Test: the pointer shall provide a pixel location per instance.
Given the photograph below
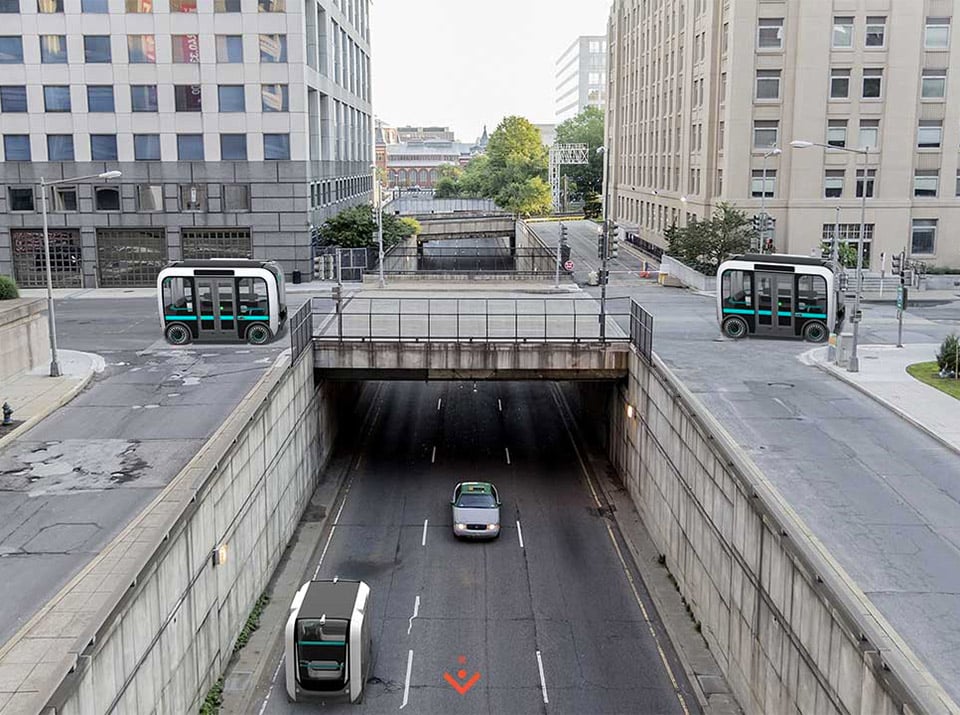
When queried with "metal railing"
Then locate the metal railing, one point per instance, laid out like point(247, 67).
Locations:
point(507, 320)
point(301, 330)
point(641, 330)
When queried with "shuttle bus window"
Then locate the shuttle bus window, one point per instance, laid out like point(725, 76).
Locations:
point(812, 296)
point(254, 300)
point(178, 296)
point(737, 289)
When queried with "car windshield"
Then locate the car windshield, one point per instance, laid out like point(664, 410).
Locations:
point(477, 500)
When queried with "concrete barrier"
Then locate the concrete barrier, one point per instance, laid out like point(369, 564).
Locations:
point(789, 628)
point(24, 335)
point(213, 538)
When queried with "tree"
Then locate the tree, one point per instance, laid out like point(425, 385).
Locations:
point(585, 128)
point(704, 245)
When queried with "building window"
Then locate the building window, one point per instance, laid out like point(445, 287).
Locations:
point(872, 82)
point(186, 49)
point(100, 98)
point(192, 197)
point(146, 147)
point(833, 183)
point(929, 134)
point(21, 199)
point(273, 48)
point(275, 97)
point(936, 35)
point(233, 147)
point(768, 84)
point(53, 49)
point(143, 97)
point(231, 98)
point(933, 85)
point(870, 182)
point(236, 197)
point(926, 183)
point(757, 188)
point(770, 33)
point(106, 198)
point(96, 49)
point(13, 98)
point(187, 97)
point(837, 133)
point(839, 83)
point(60, 147)
point(276, 147)
point(103, 147)
point(843, 32)
point(11, 50)
point(876, 32)
point(56, 98)
point(16, 147)
point(924, 236)
point(64, 198)
point(190, 147)
point(142, 49)
point(149, 198)
point(765, 134)
point(869, 133)
point(229, 49)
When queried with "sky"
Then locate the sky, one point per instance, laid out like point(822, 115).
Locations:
point(466, 63)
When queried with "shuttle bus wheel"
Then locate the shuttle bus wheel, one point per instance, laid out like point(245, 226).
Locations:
point(258, 334)
point(178, 334)
point(735, 327)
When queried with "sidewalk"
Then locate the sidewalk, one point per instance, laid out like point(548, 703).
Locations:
point(33, 395)
point(883, 376)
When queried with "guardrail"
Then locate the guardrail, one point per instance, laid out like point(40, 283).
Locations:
point(507, 320)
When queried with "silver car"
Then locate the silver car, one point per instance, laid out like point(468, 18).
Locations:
point(476, 510)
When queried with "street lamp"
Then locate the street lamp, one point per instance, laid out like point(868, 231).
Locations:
point(853, 365)
point(54, 364)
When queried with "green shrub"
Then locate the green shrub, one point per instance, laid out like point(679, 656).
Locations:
point(947, 357)
point(8, 288)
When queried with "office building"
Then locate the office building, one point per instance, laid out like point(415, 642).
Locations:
point(581, 77)
point(702, 94)
point(238, 126)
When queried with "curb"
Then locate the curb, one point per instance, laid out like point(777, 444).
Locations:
point(889, 405)
point(63, 400)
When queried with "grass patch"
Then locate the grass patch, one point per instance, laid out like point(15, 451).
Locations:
point(253, 622)
point(928, 373)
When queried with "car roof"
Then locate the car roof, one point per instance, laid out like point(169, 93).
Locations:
point(476, 488)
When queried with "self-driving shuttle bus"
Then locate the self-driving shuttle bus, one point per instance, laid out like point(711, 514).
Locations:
point(327, 641)
point(221, 299)
point(778, 295)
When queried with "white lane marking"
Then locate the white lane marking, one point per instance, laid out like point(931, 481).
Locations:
point(416, 612)
point(406, 683)
point(543, 682)
point(273, 681)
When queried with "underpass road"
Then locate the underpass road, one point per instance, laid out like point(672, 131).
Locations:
point(490, 607)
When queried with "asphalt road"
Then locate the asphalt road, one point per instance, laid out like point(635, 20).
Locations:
point(71, 483)
point(489, 608)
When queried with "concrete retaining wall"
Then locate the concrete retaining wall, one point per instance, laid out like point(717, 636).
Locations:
point(171, 636)
point(791, 632)
point(686, 275)
point(24, 336)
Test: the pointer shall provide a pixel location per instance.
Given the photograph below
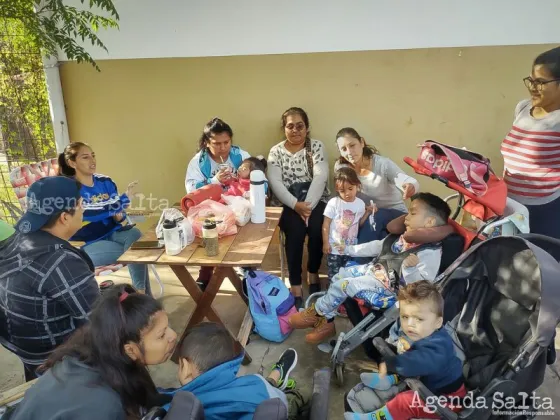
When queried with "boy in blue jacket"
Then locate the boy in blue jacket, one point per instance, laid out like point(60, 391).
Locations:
point(208, 366)
point(425, 350)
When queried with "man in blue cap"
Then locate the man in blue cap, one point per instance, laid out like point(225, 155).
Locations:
point(47, 286)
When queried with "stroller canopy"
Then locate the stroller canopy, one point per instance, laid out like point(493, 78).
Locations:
point(501, 288)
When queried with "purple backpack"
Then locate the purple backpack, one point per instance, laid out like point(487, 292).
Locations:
point(271, 304)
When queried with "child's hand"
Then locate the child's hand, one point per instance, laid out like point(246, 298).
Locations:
point(411, 261)
point(131, 187)
point(408, 191)
point(371, 209)
point(377, 381)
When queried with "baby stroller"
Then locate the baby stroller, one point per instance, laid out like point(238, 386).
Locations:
point(495, 215)
point(502, 306)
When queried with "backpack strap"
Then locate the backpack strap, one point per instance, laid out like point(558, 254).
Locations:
point(456, 163)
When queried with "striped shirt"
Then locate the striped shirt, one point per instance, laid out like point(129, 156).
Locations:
point(531, 152)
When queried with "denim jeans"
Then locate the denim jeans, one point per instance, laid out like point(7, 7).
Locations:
point(108, 251)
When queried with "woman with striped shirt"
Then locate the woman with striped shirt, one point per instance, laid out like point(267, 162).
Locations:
point(531, 150)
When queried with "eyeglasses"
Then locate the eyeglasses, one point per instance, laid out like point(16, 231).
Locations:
point(537, 84)
point(297, 127)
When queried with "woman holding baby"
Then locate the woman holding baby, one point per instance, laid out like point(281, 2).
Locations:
point(216, 162)
point(384, 185)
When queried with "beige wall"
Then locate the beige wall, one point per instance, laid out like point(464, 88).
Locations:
point(143, 117)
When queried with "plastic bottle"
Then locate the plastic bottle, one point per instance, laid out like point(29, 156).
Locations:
point(210, 237)
point(173, 237)
point(257, 197)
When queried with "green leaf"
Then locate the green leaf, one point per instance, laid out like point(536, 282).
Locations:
point(52, 25)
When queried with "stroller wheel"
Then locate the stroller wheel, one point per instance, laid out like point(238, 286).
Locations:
point(312, 298)
point(339, 373)
point(105, 285)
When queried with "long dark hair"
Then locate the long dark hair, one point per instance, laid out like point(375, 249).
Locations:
point(308, 152)
point(369, 150)
point(70, 153)
point(551, 60)
point(213, 127)
point(100, 344)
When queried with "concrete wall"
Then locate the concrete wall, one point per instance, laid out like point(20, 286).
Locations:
point(144, 116)
point(203, 28)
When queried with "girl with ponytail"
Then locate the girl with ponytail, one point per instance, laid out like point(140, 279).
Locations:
point(105, 232)
point(298, 173)
point(101, 371)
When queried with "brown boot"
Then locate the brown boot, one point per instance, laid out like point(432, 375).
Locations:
point(304, 319)
point(323, 330)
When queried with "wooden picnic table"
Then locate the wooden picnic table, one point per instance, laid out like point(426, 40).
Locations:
point(245, 249)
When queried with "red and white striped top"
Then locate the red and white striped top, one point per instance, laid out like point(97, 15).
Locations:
point(531, 152)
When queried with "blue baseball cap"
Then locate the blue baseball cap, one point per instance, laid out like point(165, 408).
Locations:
point(46, 197)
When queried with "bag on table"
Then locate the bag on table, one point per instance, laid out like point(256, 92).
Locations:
point(218, 212)
point(469, 169)
point(241, 207)
point(271, 304)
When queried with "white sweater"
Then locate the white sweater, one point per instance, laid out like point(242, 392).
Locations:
point(383, 183)
point(286, 168)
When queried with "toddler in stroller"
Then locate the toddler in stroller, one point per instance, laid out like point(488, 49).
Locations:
point(501, 308)
point(396, 260)
point(476, 217)
point(424, 349)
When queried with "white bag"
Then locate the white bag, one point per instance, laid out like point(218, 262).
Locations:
point(175, 214)
point(241, 207)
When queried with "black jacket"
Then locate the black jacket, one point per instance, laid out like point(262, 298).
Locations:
point(70, 390)
point(47, 289)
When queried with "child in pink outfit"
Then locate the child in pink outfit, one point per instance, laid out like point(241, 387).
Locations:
point(240, 186)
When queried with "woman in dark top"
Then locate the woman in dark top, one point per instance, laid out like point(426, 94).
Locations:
point(101, 371)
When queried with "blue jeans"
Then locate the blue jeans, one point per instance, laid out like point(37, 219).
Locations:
point(108, 251)
point(543, 219)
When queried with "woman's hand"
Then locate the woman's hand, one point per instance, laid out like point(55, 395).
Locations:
point(382, 369)
point(303, 208)
point(224, 175)
point(410, 261)
point(130, 188)
point(408, 191)
point(118, 217)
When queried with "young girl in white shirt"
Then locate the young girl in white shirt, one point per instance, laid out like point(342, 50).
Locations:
point(343, 216)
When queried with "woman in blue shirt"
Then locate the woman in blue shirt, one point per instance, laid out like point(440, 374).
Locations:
point(216, 162)
point(104, 231)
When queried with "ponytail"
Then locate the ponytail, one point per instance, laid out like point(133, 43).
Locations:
point(70, 154)
point(63, 168)
point(119, 317)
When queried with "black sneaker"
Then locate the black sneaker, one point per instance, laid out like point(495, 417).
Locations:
point(314, 288)
point(285, 365)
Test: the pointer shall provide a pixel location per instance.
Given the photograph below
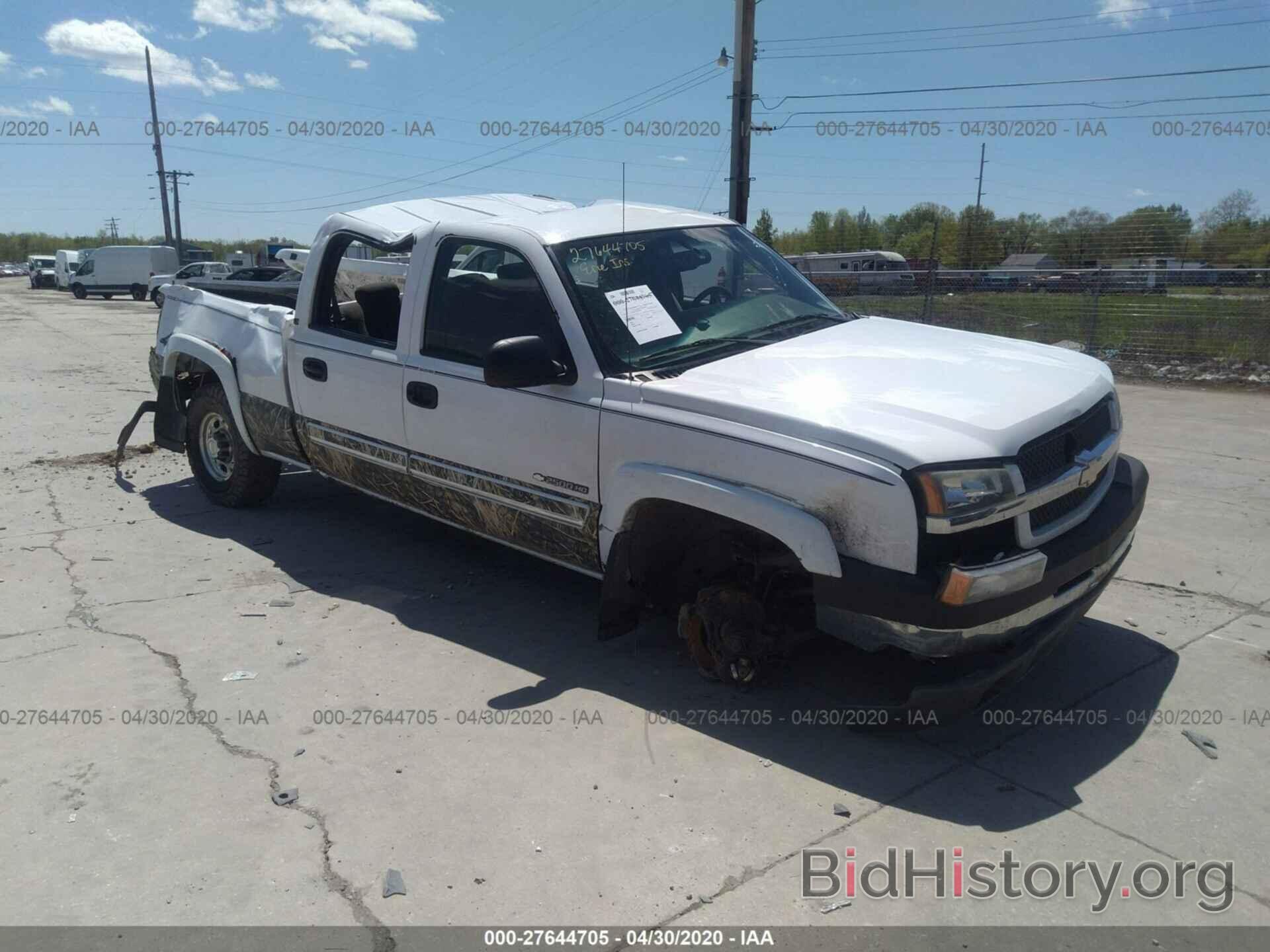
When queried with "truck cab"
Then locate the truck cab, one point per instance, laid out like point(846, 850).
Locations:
point(654, 397)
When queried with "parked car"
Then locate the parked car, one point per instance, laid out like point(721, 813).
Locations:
point(64, 268)
point(41, 270)
point(761, 465)
point(263, 273)
point(122, 270)
point(214, 270)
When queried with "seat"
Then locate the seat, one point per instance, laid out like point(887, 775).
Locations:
point(381, 309)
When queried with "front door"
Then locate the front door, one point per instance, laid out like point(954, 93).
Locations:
point(515, 465)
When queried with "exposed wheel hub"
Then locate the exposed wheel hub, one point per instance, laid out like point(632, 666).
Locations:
point(724, 630)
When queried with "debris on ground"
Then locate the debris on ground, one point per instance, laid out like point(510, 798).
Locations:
point(393, 884)
point(1206, 744)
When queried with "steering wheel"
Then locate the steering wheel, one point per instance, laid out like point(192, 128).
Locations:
point(713, 295)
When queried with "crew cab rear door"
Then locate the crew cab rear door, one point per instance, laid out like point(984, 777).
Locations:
point(345, 364)
point(517, 465)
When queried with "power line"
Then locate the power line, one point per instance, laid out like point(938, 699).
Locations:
point(1111, 24)
point(1015, 42)
point(1015, 85)
point(982, 26)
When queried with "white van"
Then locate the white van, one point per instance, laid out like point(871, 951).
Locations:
point(64, 268)
point(40, 270)
point(122, 270)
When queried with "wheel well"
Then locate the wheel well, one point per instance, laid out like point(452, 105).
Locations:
point(190, 375)
point(676, 550)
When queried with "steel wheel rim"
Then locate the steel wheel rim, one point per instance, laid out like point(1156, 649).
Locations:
point(216, 446)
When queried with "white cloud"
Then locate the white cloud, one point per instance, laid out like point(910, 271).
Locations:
point(343, 24)
point(52, 104)
point(235, 15)
point(118, 50)
point(262, 80)
point(323, 42)
point(219, 80)
point(1126, 12)
point(36, 108)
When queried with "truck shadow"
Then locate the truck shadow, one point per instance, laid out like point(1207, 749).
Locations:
point(440, 582)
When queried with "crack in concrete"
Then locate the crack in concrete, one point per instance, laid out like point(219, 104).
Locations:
point(381, 937)
point(1184, 590)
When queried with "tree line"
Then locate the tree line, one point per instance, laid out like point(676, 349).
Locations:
point(16, 247)
point(1231, 234)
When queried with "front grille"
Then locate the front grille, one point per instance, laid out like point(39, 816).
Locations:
point(1054, 510)
point(1048, 456)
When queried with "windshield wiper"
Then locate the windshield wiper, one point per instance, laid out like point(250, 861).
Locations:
point(799, 319)
point(700, 342)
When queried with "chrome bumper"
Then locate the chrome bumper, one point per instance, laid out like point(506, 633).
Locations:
point(870, 633)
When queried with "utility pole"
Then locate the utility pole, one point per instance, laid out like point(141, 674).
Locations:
point(163, 178)
point(978, 202)
point(175, 204)
point(742, 103)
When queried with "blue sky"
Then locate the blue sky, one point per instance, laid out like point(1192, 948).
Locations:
point(458, 66)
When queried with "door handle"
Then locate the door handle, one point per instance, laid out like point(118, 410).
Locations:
point(422, 395)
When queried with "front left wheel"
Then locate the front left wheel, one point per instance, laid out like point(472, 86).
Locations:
point(228, 473)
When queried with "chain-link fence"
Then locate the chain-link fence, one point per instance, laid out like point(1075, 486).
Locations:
point(1202, 324)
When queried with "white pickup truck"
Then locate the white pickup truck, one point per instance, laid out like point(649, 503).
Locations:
point(653, 397)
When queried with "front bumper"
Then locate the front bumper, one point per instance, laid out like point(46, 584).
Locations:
point(875, 608)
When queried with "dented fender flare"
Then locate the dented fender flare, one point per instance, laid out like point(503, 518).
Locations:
point(183, 344)
point(803, 534)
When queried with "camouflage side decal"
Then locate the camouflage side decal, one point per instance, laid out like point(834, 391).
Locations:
point(548, 524)
point(271, 427)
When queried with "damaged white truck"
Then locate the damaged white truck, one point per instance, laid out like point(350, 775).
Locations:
point(653, 397)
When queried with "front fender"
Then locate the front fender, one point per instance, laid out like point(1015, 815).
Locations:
point(806, 536)
point(222, 366)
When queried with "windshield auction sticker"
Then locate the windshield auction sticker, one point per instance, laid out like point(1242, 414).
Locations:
point(643, 314)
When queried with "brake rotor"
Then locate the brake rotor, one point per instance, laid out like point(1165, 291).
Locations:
point(724, 633)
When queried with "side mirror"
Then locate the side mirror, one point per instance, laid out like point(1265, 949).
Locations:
point(523, 362)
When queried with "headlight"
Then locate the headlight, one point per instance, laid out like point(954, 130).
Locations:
point(958, 492)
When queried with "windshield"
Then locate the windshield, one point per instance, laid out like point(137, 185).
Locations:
point(656, 299)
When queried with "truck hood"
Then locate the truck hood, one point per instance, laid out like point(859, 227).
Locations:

^^^^^^^^^^^^^^^^

> **求められること**
記録の先頭から「point(641, 330)」を含む行まで(その行も含む)を、「metal railing」を「steel railing」に置き換え、ほかは一切変えずに書き直してください。画像は答えに入れないでください。

> **この課題への回答**
Test: the pointer shall provide a pixel location per instance.
Given the photograph below
When queried with "steel railing"
Then locate the steel railing, one point per instance, laid out like point(247, 67).
Locations:
point(507, 320)
point(301, 330)
point(641, 330)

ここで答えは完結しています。